For each 10-degree temperature increase, respiratory activity increases by a factor of two to four. For example, the respiration of strawberries at 10 degrees is 49 to 95 mg CO2/kg-h (10800 to 20900 Btu per ton per day), four to five times greater than at zero degrees. Therefore, strawberries must be rapidly precooled to slow their metabolism (physiological deterioration) in order to provide maximum quality and storage life for shipping and handling operations. Strawberries are not a chilling-sensitive crop (crops which must be stored at temperatures generally above 10 degrees C – 50 Fahrenheit – to prevent physiological damage).

The various cooling methods used for fresh produce include: Room Cooling (Passive Cooling) Exposure of produce in containers to cold air in a refrigerated space. Air sweeps past the outside of bins, pallets or individually spaced containers.

Example of berry post-harvest handling facility

Heat transfer from the produce within the container is primarily by conduction to the container surface. This method requires uniform air distribution, at least 200 to 400 feet/min air circulation, space stacking to permit air flow between packed units and preferably well vented containers. Room cooling is slow, too slow for the most perishable products. Forced Air or Pressure Cooling (Active Cooling) Produce is rapidly air-cooled by producing a difference in air pressure on opposite faces of stacks or pallet loads of vented containers. This pressure difference forces air through the containers and carries produce heat away primarily by flow around the individual fruit or vegetables. Speed of cooling is regulated by adjusting air flow volume and is usually done in 1/6 to 1/10 of the time required to room cool. Ultra-high humidity coolers are a special application of forced-air cooling. Hydro Cooling Produce may be cooled rapidly by contact with moving cold water.

Efficient hydro cooling requires the following: water moving over as much of the product surfaces as possible; water flows in shower-type hydro coolers of 10 to 15 gallons/minute per ft 2 of hydro cooler area; water as cold as possible without danger to the produce Most hydro coolers using a moving conveyor under a water shower, although some batch type shower hydro coolers are used. “Submersion hydro coolers” offer another option but are seldom as efficient as shower hydro coolers because of the difficulty of maintaining proper movement of water and produce. Vacuum Cooling Leafy vegetables are cooled on a large scale by enclosing them in airtight chambers and pumping out air and water vapour, thus cooling by evaporation of water from the product surfaces (at least 4.6mm mercury pressure, water boils at zero degrees C). Packed produce can be quickly and uniformly cooled in large loads by this method but cooling can be slowed by container walls or liners, film wraps or other barriers that retard water vapour escape. Vacuum cooling causes a water vapour loss in produce equal to about one percent of the produce weight for each 11 degrees of cooling.

Wetting of products before or during vacuum cooling reduces the amount of water loss from the produce. Vacuum cooling is not efficient with bulky products having a small surface to mass ratio. Package Icing (Top Icing, Slurry Icing) Packaging produce with finely crushed ice is an old cooling method that can be effective. To cool produce from 35 degrees to zero degrees requires melting of ice equal to 38% of the produce weight. Additional ice must be melted to remove heat leaking into the package from the outside. Package icing is often ineffective because the packages are not sufficiently protected from warming or insufficient ice is used. Packages must be capable of withstanding the prolonged exposure to free water that will be encountered.

● ● ● ● ● ● ●

## Set of tasks
1. Which main cooling methods for fresh produce does the produce-cooling text describe?
2. According to the produce-cooling text, how much ice must melt to cool produce from 35 degrees to zero degrees?
Answer only from the produce-cooling text.

● ● ● ● ● ● ●

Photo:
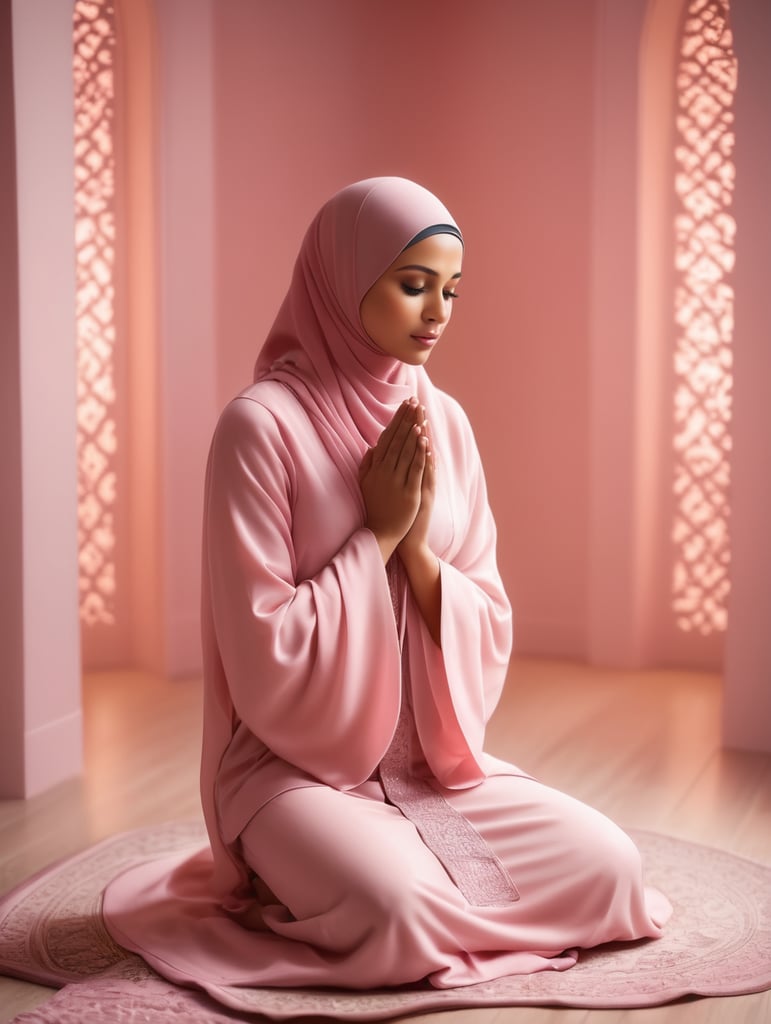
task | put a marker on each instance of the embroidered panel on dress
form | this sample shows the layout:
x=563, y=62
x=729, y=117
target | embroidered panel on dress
x=472, y=865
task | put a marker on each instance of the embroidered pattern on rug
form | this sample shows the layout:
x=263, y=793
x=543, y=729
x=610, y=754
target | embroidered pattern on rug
x=717, y=943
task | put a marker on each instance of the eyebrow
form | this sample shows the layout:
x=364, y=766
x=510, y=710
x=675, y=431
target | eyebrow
x=425, y=269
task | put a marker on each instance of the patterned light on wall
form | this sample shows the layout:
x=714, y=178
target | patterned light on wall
x=703, y=312
x=94, y=202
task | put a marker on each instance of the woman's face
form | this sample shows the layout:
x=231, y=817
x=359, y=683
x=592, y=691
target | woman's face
x=409, y=306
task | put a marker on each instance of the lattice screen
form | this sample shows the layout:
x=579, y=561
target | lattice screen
x=94, y=197
x=704, y=256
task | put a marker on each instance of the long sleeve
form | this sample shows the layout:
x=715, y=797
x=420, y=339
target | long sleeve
x=311, y=664
x=457, y=688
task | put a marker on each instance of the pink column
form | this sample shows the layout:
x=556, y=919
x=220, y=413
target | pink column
x=40, y=727
x=187, y=366
x=747, y=666
x=614, y=615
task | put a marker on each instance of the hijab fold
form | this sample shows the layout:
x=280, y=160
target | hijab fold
x=317, y=346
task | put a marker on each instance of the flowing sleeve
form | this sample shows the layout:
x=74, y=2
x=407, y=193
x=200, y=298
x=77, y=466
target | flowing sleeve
x=311, y=666
x=457, y=687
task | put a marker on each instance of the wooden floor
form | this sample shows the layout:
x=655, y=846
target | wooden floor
x=644, y=748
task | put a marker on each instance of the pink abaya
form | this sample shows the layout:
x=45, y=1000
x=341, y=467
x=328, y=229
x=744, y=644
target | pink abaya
x=359, y=835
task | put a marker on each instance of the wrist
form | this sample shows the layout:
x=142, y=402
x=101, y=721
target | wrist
x=417, y=556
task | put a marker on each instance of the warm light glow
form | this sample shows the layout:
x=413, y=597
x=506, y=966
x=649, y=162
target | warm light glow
x=94, y=194
x=703, y=313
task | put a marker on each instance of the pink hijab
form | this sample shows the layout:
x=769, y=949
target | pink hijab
x=317, y=345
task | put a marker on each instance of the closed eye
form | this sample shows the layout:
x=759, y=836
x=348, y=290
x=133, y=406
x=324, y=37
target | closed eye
x=411, y=290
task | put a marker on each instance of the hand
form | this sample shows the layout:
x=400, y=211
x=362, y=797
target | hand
x=391, y=477
x=416, y=538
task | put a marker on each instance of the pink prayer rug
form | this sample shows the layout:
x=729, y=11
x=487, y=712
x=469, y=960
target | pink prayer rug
x=717, y=943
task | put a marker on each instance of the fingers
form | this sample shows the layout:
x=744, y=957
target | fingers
x=392, y=440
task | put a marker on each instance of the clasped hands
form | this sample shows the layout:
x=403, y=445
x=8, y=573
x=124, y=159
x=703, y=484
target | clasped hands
x=397, y=478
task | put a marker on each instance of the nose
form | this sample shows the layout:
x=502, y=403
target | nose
x=436, y=308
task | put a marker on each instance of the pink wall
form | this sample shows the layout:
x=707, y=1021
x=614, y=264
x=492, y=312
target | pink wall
x=493, y=113
x=39, y=637
x=747, y=681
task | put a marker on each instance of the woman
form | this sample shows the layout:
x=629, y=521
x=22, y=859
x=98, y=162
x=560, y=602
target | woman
x=356, y=637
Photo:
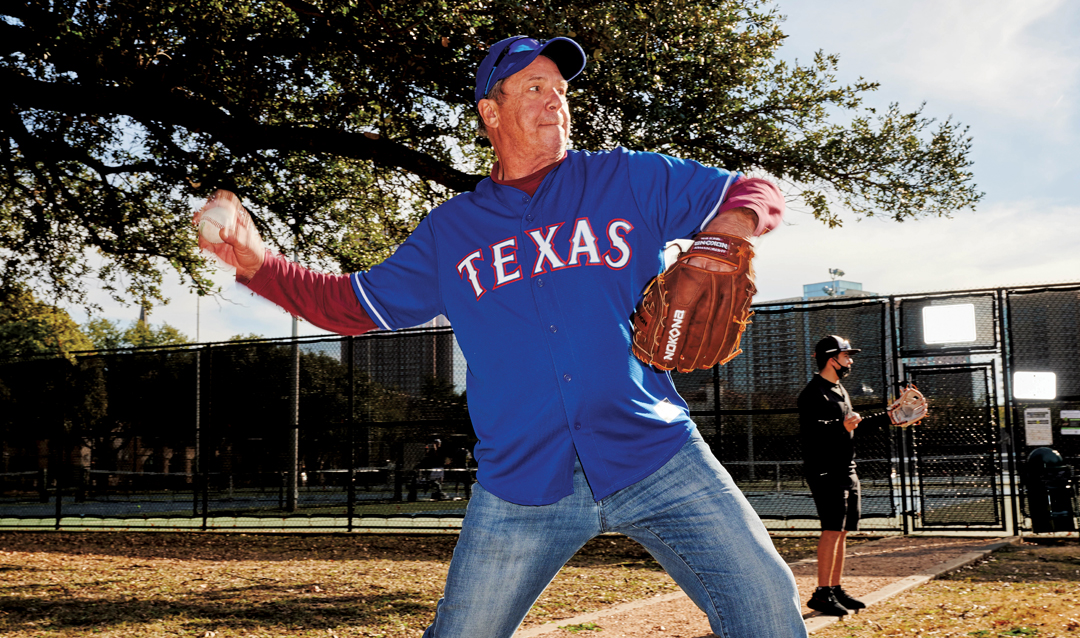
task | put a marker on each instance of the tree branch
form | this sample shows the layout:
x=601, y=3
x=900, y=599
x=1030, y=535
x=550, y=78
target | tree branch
x=240, y=135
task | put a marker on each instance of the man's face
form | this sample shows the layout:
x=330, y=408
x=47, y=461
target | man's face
x=534, y=118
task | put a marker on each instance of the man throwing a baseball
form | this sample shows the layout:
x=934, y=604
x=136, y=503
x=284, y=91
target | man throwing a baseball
x=539, y=271
x=826, y=428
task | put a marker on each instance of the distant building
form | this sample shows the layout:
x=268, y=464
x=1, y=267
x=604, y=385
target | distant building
x=835, y=288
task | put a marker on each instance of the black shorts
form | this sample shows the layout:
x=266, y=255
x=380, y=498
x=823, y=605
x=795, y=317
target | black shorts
x=838, y=501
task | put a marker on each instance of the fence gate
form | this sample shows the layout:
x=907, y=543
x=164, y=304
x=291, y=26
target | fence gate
x=953, y=473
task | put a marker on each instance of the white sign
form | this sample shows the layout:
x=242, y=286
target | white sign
x=1037, y=430
x=1070, y=422
x=948, y=324
x=1041, y=385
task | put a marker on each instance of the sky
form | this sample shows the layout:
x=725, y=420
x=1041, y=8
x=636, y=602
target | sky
x=1009, y=70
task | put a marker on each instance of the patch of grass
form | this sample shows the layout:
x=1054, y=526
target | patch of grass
x=1029, y=589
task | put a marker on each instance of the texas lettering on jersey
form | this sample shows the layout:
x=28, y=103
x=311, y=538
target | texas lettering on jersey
x=584, y=249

● ● ● ● ● ● ●

## Results for each task
1. Room Cooling (Passive Cooling), Forced Air or Pressure Cooling (Active Cooling), Hydro Cooling, Vacuum Cooling, and Package Icing (Top Icing, Slurry Icing).

2. An amount equal to 38% of the produce weight.